╔══

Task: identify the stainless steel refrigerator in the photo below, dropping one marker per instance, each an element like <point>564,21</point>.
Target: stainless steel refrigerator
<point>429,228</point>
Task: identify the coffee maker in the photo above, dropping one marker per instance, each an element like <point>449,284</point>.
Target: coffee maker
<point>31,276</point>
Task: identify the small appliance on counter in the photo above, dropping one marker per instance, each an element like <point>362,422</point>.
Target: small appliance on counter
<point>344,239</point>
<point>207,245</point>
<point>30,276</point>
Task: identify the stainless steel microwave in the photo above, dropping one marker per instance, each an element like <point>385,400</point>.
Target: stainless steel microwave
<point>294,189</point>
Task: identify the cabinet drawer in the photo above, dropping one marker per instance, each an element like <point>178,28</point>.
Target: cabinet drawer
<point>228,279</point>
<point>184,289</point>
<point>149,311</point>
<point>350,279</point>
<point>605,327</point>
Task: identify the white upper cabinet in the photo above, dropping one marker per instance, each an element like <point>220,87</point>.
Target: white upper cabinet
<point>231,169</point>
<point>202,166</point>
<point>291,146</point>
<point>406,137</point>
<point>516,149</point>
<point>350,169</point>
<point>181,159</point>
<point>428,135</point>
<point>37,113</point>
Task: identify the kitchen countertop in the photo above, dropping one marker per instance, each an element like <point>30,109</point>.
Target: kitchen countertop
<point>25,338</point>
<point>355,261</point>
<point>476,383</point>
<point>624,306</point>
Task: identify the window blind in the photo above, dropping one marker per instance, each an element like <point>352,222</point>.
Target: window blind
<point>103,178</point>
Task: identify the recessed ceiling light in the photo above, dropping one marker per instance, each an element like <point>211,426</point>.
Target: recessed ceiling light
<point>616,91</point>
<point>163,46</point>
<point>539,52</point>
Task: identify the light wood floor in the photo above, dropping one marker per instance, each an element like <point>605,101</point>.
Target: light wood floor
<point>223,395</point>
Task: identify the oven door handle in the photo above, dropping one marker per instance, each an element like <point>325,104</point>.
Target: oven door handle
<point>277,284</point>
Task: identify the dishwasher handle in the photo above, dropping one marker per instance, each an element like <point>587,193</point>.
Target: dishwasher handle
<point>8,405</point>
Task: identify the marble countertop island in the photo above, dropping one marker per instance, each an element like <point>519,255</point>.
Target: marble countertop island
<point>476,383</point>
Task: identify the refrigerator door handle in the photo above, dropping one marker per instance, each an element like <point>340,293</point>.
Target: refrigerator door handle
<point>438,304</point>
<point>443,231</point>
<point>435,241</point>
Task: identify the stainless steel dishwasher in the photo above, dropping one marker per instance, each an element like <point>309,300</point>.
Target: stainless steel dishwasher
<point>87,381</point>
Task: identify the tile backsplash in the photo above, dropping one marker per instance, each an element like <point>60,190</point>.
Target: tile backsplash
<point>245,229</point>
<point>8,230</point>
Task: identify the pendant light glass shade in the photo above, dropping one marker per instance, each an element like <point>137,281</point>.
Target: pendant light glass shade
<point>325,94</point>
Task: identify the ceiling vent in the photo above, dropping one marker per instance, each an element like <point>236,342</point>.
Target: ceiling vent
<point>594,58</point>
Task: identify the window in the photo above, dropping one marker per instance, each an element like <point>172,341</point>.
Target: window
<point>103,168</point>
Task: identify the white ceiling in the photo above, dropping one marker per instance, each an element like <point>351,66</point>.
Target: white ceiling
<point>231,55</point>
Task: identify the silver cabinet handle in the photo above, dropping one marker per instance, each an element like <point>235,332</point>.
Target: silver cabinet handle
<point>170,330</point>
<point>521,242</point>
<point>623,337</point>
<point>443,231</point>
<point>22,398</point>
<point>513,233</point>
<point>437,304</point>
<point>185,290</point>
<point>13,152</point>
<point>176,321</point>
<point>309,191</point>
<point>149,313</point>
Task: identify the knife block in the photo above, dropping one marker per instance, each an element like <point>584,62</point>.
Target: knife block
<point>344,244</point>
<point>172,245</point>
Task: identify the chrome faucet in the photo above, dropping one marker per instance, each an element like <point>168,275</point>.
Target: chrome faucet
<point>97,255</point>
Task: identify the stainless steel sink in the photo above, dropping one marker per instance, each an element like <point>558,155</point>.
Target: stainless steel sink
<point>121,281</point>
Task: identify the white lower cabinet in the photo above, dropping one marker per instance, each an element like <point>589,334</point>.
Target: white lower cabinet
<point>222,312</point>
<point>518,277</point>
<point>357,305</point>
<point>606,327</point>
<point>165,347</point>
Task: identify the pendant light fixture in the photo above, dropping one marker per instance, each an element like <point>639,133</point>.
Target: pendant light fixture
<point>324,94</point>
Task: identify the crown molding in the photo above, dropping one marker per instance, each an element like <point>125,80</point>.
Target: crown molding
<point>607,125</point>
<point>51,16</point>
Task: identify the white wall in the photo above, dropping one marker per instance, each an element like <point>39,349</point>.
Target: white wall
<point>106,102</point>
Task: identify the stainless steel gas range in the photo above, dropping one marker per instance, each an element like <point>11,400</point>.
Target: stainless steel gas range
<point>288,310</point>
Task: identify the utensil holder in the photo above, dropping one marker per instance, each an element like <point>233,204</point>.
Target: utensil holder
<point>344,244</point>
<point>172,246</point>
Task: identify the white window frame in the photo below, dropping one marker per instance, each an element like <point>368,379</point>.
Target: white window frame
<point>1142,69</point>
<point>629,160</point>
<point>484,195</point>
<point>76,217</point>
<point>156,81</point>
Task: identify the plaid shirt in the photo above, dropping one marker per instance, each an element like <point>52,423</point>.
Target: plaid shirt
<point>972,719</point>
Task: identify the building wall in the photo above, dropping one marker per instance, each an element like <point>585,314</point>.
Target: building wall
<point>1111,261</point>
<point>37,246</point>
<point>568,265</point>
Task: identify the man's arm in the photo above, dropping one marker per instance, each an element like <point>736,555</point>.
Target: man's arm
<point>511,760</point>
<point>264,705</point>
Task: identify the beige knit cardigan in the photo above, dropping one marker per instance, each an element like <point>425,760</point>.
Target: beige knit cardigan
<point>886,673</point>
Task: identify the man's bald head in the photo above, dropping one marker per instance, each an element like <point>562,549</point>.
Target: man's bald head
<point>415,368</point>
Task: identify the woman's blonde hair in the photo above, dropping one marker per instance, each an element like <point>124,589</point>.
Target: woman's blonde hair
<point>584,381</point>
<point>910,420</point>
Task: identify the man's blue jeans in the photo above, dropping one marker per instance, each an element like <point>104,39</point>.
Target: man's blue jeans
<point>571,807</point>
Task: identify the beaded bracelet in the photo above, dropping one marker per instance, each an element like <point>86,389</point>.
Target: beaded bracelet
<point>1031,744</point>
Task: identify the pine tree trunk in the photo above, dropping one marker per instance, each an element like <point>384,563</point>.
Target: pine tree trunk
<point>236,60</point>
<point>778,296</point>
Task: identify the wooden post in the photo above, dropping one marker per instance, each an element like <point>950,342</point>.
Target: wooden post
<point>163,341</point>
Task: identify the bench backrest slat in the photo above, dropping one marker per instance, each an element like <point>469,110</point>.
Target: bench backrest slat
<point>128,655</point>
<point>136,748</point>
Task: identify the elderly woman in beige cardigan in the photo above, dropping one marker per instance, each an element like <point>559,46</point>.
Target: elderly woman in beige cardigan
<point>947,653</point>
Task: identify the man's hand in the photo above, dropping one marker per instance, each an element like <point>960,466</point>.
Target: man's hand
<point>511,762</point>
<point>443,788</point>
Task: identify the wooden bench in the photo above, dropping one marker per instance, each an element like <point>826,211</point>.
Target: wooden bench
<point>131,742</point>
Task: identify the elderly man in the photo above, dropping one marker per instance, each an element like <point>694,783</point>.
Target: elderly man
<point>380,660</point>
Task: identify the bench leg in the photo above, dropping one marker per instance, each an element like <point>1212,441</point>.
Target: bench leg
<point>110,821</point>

╚══

(WHAT THE TASK ASKS):
Reproduce all of the records above, switching every "dropping one marker per instance" to "placing one marker for each instance" and leaving everything else unchanged.

(ANSWER TO THE PROBLEM):
Task: identify the stainless steel refrigerator in the photo below, placing one marker for each instance, each an element like <point>564,21</point>.
Target: stainless steel refrigerator
<point>429,228</point>
Task: identify the coffee maker in the photo above, placing one marker for each instance, each an element like <point>449,284</point>.
Target: coffee maker
<point>31,276</point>
Task: identify the small appliance on counter in the photo above, placing one marker for each instance, each an element like <point>362,422</point>.
Target: small appliance on counter
<point>344,239</point>
<point>207,245</point>
<point>30,276</point>
Task: identify the stainless steel microwave in the photo above, placing one marker for each instance, each an element like <point>385,400</point>.
Target: stainless steel microwave
<point>294,189</point>
Task: identify the cabinet drawer in the photo above, placing one marker for each instance, each an element like <point>178,28</point>.
Target: cabinet drawer
<point>228,279</point>
<point>184,289</point>
<point>149,311</point>
<point>350,279</point>
<point>605,327</point>
Task: identify the white upper cabinet in the photo above, placing one marker for each instance, each an element like <point>220,87</point>.
Target: white upper cabinet
<point>231,169</point>
<point>202,166</point>
<point>291,146</point>
<point>406,137</point>
<point>516,149</point>
<point>350,169</point>
<point>181,159</point>
<point>428,135</point>
<point>37,113</point>
Task: identify the kitchen countertop in the photo above, placing one marker for each instance, each an element like <point>30,109</point>.
Target: kitchen countertop
<point>25,338</point>
<point>355,261</point>
<point>476,383</point>
<point>624,306</point>
Task: identify the window blind in the photo above, placing one marker for each instance, each an element like <point>352,222</point>.
Target: window blind
<point>103,178</point>
Task: identify the recessed ceiling light in the photo above, placing one marker for each instance, each an element like <point>211,426</point>.
Target: recessed ceiling light
<point>616,91</point>
<point>163,46</point>
<point>539,52</point>
Task: identify the light wood floor in the photo above, placing one marker for each instance, each an element like <point>605,101</point>.
Target: light wood floor
<point>223,395</point>
Task: identify the oven door handle in the photo above, placing one marker for each instance, each an element like <point>325,104</point>.
Target: oven door handle
<point>277,284</point>
Task: identify the dishwasher handle in the photo above, placing one marker for each instance, each an element like <point>587,193</point>.
Target: dishwasher handle
<point>8,405</point>
Task: identify the marble countertop island in the photo above, placing one marker for each instance, each an element like <point>519,255</point>.
Target: marble countertop island
<point>476,383</point>
Task: identify the refrigerator door handle in the photo above, placing one marker for each instance, each an element like <point>340,293</point>.
Target: refrigerator door handle
<point>438,304</point>
<point>443,231</point>
<point>435,241</point>
Task: identify the stainless steel dishwasher in the photo above, placing one marker for each instance, each an element like <point>309,300</point>.
Target: stainless steel dishwasher
<point>87,381</point>
Task: identify the tile backsplash in the photo above, placing one marker for each instance, each an element like <point>60,190</point>.
Target: tile backsplash
<point>245,229</point>
<point>8,230</point>
Task: identify the pendant light glass shade in the photo above, placing one marker for each instance, each an element like <point>137,281</point>.
Target: pendant light glass shade
<point>325,94</point>
Task: identify the ceiling vent in the photo above, placing one marker for each instance, each an element like <point>236,342</point>.
Target: ceiling vent
<point>594,58</point>
Task: identify the window in the photo above, placing one marker for each instance, each an element like <point>172,341</point>.
Target: window
<point>103,168</point>
Task: identify the white ceiling in the photo above, placing one marker for each instance, each an element like <point>351,66</point>.
Target: white ceiling
<point>231,55</point>
Task: identify the silver cabinet handle in the photo above, placing one marker for each instance, each an element like <point>235,332</point>.
Target: silver cabinet handle
<point>170,330</point>
<point>521,242</point>
<point>623,337</point>
<point>443,231</point>
<point>22,398</point>
<point>513,233</point>
<point>437,304</point>
<point>185,290</point>
<point>13,152</point>
<point>176,321</point>
<point>309,191</point>
<point>149,313</point>
Task: identify the knife block in the photo above, placing one marker for each instance, each an element like <point>584,62</point>.
Target: knife block
<point>344,244</point>
<point>172,245</point>
Task: identify the chrome faucet in the photo above, placing one marker for each instance, each an element like <point>168,275</point>.
Target: chrome faucet
<point>97,255</point>
Task: identify the stainless steel sink in the photo above, placing one marker for each instance, each an element like <point>558,155</point>.
Target: stainless steel sink
<point>121,281</point>
Task: identify the white lower cabinet in the photo above, placing one marker for each instance, each an element like <point>589,334</point>.
Target: white lower cabinet
<point>222,312</point>
<point>518,277</point>
<point>357,305</point>
<point>606,327</point>
<point>165,347</point>
Task: identify the pendant light fixture in the photo above, placing one marker for each instance, each an element like <point>639,133</point>.
Target: pendant light fixture
<point>324,94</point>
Task: identify the crown molding in the photo above, placing one marker for each instance, each an element like <point>125,80</point>.
Target: crown molding
<point>607,125</point>
<point>51,16</point>
Task: identify the white wall in the photo above, placing one marker for each instance, each an element like <point>39,349</point>.
Target: white wall
<point>106,102</point>
Task: identify the stainless steel gas range in the photo above, placing one marker for each instance, each an element like <point>11,400</point>.
Target: stainless steel gas range
<point>288,310</point>
Task: identify the utensil holder in the photo above, placing one marker for each instance, each an element like <point>233,204</point>.
Target: utensil holder
<point>344,244</point>
<point>172,246</point>
Task: identify the white window frame in the photo below, placing one marker for each instance, each an element like <point>368,379</point>.
Target: white window frame
<point>1142,69</point>
<point>629,160</point>
<point>484,195</point>
<point>76,217</point>
<point>156,81</point>
Task: identify the plaid shirt in the photo above, placing one marker for each instance, each an element like <point>52,423</point>.
Target: plaid shirt
<point>972,719</point>
Task: identify the building wall in the photo above, placing one marker for each instance, each an element like <point>585,314</point>.
Target: building wall
<point>1111,261</point>
<point>37,246</point>
<point>568,265</point>
Task: identify the man's arm in the photo above, placing one marker for each instance, each an element like <point>736,555</point>.
Target: man's arm
<point>511,760</point>
<point>264,705</point>
Task: identify the beige knit cardigan in the photo above, placing one marker for each instance, each an element like <point>425,760</point>.
Target: beige knit cardigan
<point>886,673</point>
Task: identify the man's bald head in the photo above, placing one marker for each instance, each an element like <point>562,549</point>.
Target: man's bald head
<point>415,368</point>
Task: identify the woman's blonde hair in the photo above, placing one marker for each instance, each an element like <point>124,589</point>.
Target: woman's blonde hair
<point>584,381</point>
<point>910,420</point>
Task: identify the man's blue jeans in the photo above, placing one marker for each instance, each an element like <point>104,39</point>.
Target: man's blue jeans
<point>571,807</point>
Task: identify the beaded bracelet in the photo above, placing one marker for each instance, each an element like <point>86,389</point>.
Target: beaded bracelet
<point>1031,744</point>
Task: identify the pine tree trunk in the photo above, placing one marker for each instance, each an element like <point>384,563</point>.
Target: pine tree trunk
<point>236,60</point>
<point>778,296</point>
Task: identify the wooden post in the photo above, placing one marker for each instance, each an element like <point>950,342</point>.
Target: wooden post
<point>163,341</point>
Task: identify the bench backrest slat in the photo above, placing one marker for each instance, each an element like <point>469,110</point>.
Target: bench backrest slat
<point>128,655</point>
<point>136,748</point>
Task: identify the elderly woman in beige cardigan in the photo above, placing one marker for each instance, each an element like <point>559,46</point>.
Target: elderly woman in beige cardigan
<point>947,653</point>
Task: identify the man's hand in the photo above, placing one marker for each instance, each an element like <point>960,466</point>.
Target: man's hand
<point>511,762</point>
<point>443,788</point>
Task: identify the wooden bench in the photo above, placing one marker for each instance, each an element like <point>826,211</point>.
Target: wooden bench
<point>131,742</point>
Task: identify the elderly man in the photo above, placing one marker for each instance, each an element like <point>694,783</point>.
Target: elderly man
<point>380,660</point>
Task: identify the bench leg in the photo above, placing one marker for each instance, each an element like <point>1212,441</point>.
Target: bench leg
<point>110,821</point>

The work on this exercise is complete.